→ WHAT THE EXERCISE ASKS: An exact reprint of every record below is required, with the pictures left out.

→ RECORDS SHOWN:

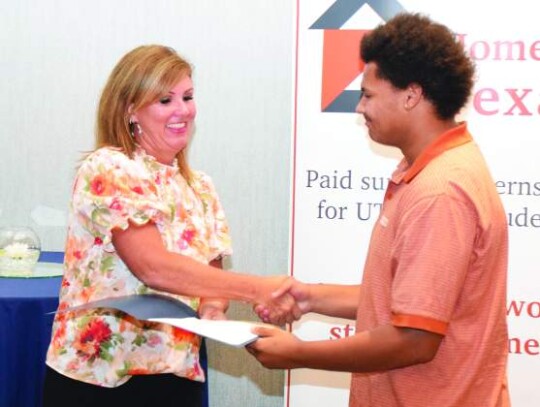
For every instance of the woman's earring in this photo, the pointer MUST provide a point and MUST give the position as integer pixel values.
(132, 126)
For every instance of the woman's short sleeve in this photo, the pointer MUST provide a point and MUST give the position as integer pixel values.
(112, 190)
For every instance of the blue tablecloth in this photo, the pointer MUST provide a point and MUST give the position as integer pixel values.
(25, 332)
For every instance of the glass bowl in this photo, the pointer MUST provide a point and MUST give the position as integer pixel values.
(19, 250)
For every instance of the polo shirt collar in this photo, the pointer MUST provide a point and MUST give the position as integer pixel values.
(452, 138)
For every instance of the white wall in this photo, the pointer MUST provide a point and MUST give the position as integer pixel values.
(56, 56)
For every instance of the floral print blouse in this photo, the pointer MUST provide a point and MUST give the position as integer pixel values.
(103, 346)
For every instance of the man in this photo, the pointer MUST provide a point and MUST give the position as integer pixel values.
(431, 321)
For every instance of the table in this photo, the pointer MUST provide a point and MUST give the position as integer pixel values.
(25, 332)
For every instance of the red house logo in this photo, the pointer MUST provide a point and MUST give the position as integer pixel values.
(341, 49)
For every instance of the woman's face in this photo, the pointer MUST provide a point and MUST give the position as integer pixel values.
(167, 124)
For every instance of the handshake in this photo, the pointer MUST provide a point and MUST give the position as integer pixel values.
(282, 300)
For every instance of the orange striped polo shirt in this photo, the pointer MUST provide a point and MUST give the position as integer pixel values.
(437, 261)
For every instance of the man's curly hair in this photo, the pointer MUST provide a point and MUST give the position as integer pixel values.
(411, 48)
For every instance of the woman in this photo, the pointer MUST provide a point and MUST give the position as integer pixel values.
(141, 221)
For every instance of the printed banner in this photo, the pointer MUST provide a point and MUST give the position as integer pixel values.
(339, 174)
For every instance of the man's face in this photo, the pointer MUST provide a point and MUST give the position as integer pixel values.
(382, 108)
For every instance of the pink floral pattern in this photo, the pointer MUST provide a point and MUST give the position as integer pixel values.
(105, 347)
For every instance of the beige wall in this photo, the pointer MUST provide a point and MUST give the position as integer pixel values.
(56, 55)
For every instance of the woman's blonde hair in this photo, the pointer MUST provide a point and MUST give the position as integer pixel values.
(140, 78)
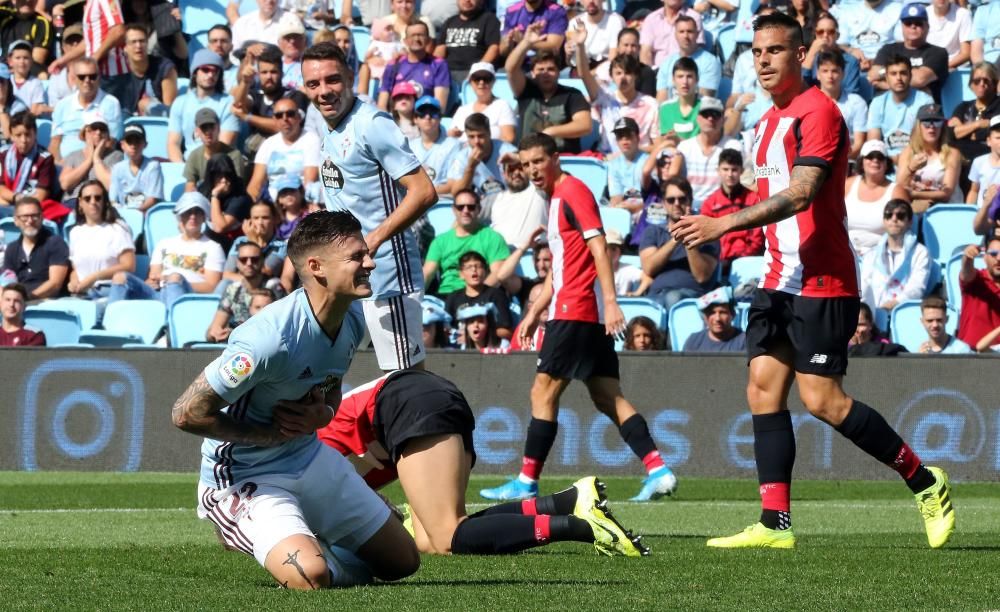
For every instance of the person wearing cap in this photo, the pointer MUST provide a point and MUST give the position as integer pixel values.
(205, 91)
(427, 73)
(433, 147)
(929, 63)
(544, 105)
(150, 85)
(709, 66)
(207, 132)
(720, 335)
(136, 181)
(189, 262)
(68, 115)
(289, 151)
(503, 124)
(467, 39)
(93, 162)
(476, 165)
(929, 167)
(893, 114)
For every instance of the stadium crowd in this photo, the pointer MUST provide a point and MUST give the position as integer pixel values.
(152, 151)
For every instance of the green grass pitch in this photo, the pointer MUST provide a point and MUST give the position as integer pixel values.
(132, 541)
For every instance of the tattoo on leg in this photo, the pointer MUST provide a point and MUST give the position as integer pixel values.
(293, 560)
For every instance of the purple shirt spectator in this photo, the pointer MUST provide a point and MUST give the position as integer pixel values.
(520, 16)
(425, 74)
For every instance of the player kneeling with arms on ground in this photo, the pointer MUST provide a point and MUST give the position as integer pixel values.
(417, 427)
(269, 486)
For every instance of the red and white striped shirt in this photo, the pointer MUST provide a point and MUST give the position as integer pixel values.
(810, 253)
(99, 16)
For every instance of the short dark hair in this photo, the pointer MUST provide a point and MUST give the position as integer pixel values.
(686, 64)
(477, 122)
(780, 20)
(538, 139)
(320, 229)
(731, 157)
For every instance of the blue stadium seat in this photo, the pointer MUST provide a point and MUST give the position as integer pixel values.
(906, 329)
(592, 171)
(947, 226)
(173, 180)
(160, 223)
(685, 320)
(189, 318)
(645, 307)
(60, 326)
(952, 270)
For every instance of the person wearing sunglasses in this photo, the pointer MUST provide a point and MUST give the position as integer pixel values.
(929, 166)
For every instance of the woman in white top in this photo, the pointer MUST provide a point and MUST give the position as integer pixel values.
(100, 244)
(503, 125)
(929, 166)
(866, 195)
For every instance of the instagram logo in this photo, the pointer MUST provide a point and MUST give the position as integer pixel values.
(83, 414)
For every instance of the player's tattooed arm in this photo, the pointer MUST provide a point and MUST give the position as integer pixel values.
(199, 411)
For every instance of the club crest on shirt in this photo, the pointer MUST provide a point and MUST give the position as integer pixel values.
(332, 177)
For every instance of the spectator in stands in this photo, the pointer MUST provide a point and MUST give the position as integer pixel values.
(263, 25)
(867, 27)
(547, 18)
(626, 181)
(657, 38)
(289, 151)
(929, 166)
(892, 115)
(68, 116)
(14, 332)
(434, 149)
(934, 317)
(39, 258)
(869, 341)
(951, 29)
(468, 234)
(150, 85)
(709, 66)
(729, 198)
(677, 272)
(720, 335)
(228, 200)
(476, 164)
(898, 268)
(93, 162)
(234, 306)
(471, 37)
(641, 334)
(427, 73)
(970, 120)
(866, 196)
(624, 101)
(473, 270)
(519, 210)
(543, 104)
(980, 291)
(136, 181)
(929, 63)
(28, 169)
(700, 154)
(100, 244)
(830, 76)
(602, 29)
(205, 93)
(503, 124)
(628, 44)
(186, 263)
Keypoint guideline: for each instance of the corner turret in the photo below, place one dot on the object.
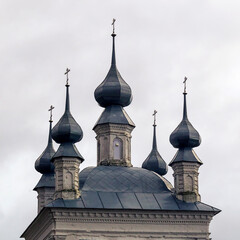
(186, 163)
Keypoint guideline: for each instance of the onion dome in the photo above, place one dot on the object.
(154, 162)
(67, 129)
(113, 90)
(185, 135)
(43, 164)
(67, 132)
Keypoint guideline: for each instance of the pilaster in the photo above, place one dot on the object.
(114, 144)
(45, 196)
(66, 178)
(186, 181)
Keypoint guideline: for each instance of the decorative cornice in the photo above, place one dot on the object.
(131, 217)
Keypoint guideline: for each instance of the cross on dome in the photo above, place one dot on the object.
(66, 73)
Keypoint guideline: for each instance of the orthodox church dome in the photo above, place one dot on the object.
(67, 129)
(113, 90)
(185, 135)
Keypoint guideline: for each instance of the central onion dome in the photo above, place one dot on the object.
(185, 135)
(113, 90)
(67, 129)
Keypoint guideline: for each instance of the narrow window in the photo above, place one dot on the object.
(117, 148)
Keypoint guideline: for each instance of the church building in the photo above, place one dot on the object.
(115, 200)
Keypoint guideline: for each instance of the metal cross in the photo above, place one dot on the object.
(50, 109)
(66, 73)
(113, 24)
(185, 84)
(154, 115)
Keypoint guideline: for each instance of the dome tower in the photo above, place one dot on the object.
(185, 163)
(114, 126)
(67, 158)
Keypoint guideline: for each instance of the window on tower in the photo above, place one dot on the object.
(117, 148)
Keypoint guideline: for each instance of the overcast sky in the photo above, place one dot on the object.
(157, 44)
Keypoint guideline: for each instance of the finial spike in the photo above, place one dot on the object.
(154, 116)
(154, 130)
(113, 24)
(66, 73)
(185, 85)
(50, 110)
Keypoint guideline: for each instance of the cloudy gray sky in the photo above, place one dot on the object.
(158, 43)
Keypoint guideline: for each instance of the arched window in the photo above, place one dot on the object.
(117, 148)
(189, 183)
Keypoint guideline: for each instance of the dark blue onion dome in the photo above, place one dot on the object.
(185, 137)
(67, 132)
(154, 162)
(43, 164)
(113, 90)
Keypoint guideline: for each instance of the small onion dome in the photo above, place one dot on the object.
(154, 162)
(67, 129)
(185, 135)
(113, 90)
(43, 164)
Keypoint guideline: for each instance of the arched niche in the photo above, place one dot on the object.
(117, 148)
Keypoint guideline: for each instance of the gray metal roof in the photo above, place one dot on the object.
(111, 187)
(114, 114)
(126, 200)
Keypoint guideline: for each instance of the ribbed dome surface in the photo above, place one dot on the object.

→ SOLUTION:
For every instance of the woman's earring in this photo, the pointer MUST provide a point and MUST give the position as integer pixel values.
(132, 126)
For every instance of the woman's short sleeve in this photo, the pointer MUST provide a point and MUST give the position as integer pixel values.
(112, 190)
For every instance of the blue tablecloth in this photo, the pointer MUST provide a point and MUST give the position as integer pixel values.
(25, 332)
For every instance of the glass bowl in this photo, the pointer MUST provide a point and MUST give the position as integer pixel values.
(19, 250)
For every instance of the polo shirt collar in this photo, the pointer MUST provide a point and MUST give the position as integer pixel values.
(452, 138)
For every instance of the white wall in this photo, the pointer MUST provide a point and MUST give the position as integer pixel values.
(56, 56)
For every instance of the floral print blouse in this photo, the pointer MUST provide a point and MUST give the position as integer pixel values.
(103, 346)
For every instance of the man in this photo, the pointer MUST provide a point and MUST give the position as integer pixel values.
(431, 321)
For every instance of the table in this photo, the pointer MUST provide a point and MUST give the position as integer pixel values.
(25, 332)
For every instance of the red house logo in this photo, the pointer MUST provide a point and MUST give the position as integer pixel values.
(341, 49)
For every instance of the woman's face in this photo, the pointer MUST provide a point and MUST give the position as integer pixel values.
(167, 124)
For every instance of the handshake in this photo, the pointer MUST provide a point and MUST give the position as integer pixel values.
(282, 300)
For every instance of the orange striped polo shirt in this photo, the pointer MUST provide a point and MUST give the position as integer pixel values.
(437, 261)
For every instance of the man's curly hair in this photo, the pointer MUST provide a point and MUST give the position as integer pixel values.
(411, 48)
For every instance of the woman in this photo, the pointer MUST provide a point and MUST give the position as integer pixel values.
(141, 221)
For every instance of the printed banner in this photo, the pointer MUST provide a point and MUST give the position as integer pixel values.
(339, 174)
For every instance of the man's face in this photo, the pointer MUST provide a point and MUST give the position as integer pixel values.
(382, 108)
For every instance of the pink floral pattern in this photo, the pointer MUST provide a point and MUST give the position as integer pixel values.
(105, 347)
For every instance of the beige wall in this photo, the pointer MUST provide a point and MUST give the position as integer pixel values.
(56, 55)
For every instance of the woman's blonde hair in this photo, the pointer MUST provide a point and MUST give the position as integer pixel values.
(140, 78)
For every instance of the person wearing cap in this photo, the pointer MUST provide a point and MUST give the position as integer pixel values.
(205, 91)
(427, 73)
(433, 147)
(929, 63)
(544, 105)
(150, 85)
(709, 66)
(207, 132)
(720, 335)
(136, 181)
(189, 262)
(68, 115)
(289, 151)
(503, 124)
(467, 39)
(93, 162)
(476, 165)
(929, 167)
(893, 114)
For every instance of the stadium crowd in this photo, the pointer MUST provide a point and MUST give the position as integer pixel values.
(152, 151)
For every instance of the green grass pitch in this photo, the pointer MUST provide a point and MUST give the position as integer pixel values.
(132, 541)
For every instance of the tattoo on leg in this photo, the pointer MUST provide a point and MUST give the position as integer pixel values.
(293, 560)
For every instance of the purple shirt spectator in this photo, the pointer MUST provide a point and MUST give the position as integer pixel values.
(520, 16)
(425, 74)
For every instance of the player kneeling with arms on ground in this photo, the pointer MUST provide a point and MUST give the position as integer pixel values.
(417, 427)
(269, 486)
For every instance of the red and white striped shirt in this photo, the pointer MUST provide a point and MUST give the position as integer pixel values.
(810, 253)
(99, 16)
For every instance of the short dark hair in this photo, the pointer MUST provide a point and MUST give the position as integer pixel values.
(686, 64)
(477, 122)
(780, 20)
(538, 139)
(320, 229)
(731, 157)
For every instance of the blue stadium seat in this photo, the pointer MUST provide a point and MUST give the position as integer pixel values.
(906, 329)
(592, 171)
(947, 226)
(173, 180)
(160, 223)
(685, 320)
(189, 318)
(645, 307)
(60, 326)
(952, 270)
For every instance of the person wearing sunglasses in this photo, the pointer MUST provide a point and MUST give the position as integer pixel values.
(929, 166)
For every instance of the woman in white top in this photo, the pointer MUST provide a point and MUST give the position as integer pixel values.
(100, 244)
(503, 125)
(929, 166)
(866, 195)
For every instance of the instagram logo in this photo, the pointer MUST provide a point and MUST give the position as integer pixel values.
(83, 414)
For every instance of the player's tattooed arm in this photo, the pointer MUST provide a point and MUST give the position as integer pixel values.
(199, 411)
For every instance of the club crest on shirt in this photo, the pointer MUST provide a point and MUST give the position as integer pixel values.
(332, 177)
For every instance of the spectator in stands in this photo, the pointer MUST provide a point and MUST give the position as integer pixel values.
(263, 25)
(867, 27)
(547, 18)
(626, 181)
(657, 38)
(289, 151)
(929, 166)
(892, 115)
(68, 116)
(14, 332)
(434, 149)
(934, 317)
(39, 258)
(869, 341)
(951, 29)
(468, 234)
(150, 85)
(709, 66)
(729, 198)
(677, 272)
(720, 335)
(228, 200)
(476, 164)
(898, 268)
(93, 162)
(234, 306)
(471, 37)
(641, 334)
(427, 73)
(970, 120)
(866, 196)
(624, 101)
(473, 270)
(519, 210)
(543, 104)
(980, 291)
(136, 181)
(929, 63)
(28, 169)
(700, 154)
(100, 244)
(830, 76)
(602, 29)
(205, 93)
(503, 124)
(628, 44)
(186, 263)
Keypoint guideline: for each instance of the corner turret in the photo below, place one dot on the object.
(186, 163)
Keypoint guideline: for each instance of the onion dome in the photo above, place one dot on the object.
(154, 162)
(67, 129)
(113, 90)
(185, 135)
(43, 164)
(67, 132)
Keypoint guideline: for each instance of the pilaster in the photo above, place one dot on the object.
(114, 144)
(45, 196)
(66, 178)
(186, 181)
Keypoint guideline: for each instance of the decorative cornice in the photo above, place one dot on the object.
(131, 217)
Keypoint guideline: for each instance of the cross on dome in the photo above, place one dot on the object.
(66, 73)
Keypoint guideline: for each instance of the orthodox church dome in the photo above, place one dot on the object.
(67, 129)
(113, 90)
(185, 135)
Keypoint guideline: for each instance of the central onion dome in the photo above, place one dot on the object.
(185, 135)
(113, 90)
(67, 129)
Keypoint guideline: for each instance of the narrow window in the photo above, place one dot on the object.
(117, 148)
Keypoint guideline: for each instance of the church building in the photo above, place one dot on the object.
(115, 200)
Keypoint guideline: for each instance of the metal cross in the photo above, place one dot on the object.
(50, 109)
(66, 73)
(113, 24)
(185, 84)
(154, 115)
Keypoint guideline: for each instance of the dome tower in the photo above, place one dot on the object.
(185, 163)
(114, 126)
(67, 158)
Keypoint guideline: for each instance of the window on tower in the photo above, place one dot on the object.
(117, 148)
Keypoint guideline: for each instance of the overcast sky in the photo above, place one dot on the object.
(157, 44)
Keypoint guideline: for each instance of the finial spike in the photo above, place one dot on the object.
(154, 116)
(154, 130)
(113, 24)
(66, 73)
(185, 85)
(50, 110)
Keypoint guideline: for each instance of the cloudy gray sky in the photo above, place one dot on the object.
(158, 43)
Keypoint guideline: for each instance of the arched window in the photo above, place one dot on the object.
(117, 148)
(189, 183)
Keypoint guideline: for each instance of the dark blue onion dome in the photo above, place one dot on the object.
(185, 137)
(67, 132)
(154, 162)
(43, 164)
(113, 90)
Keypoint guideline: for each instance of the small onion dome in the photo above, place one dot on the object.
(154, 162)
(67, 129)
(185, 135)
(113, 90)
(43, 164)
Keypoint guideline: for each instance of the arched niche in the photo above, place one dot on the object.
(117, 148)
Keypoint guideline: for each instance of the gray metal roof in the photo above, place one dot on the object.
(111, 187)
(114, 114)
(126, 200)
Keypoint guideline: for each instance of the ribbed dome surface in the photo above, place one dot on the object.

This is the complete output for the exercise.